- WHAT THE TASK REQUIRES -
Copy every one of the rows below word for word, keeping each line as it is.

(Dataset items)
+---+
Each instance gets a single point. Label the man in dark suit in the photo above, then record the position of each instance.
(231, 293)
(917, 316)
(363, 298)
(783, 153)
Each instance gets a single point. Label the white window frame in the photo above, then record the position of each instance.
+---+
- RESPONSE -
Each instance gets a single point. Label the man in dark suit in the photo above, then record the position of each instance.
(231, 293)
(917, 316)
(363, 298)
(783, 153)
Each instance gets a single point. Label the white window frame in the photo above, then record the position of each instance.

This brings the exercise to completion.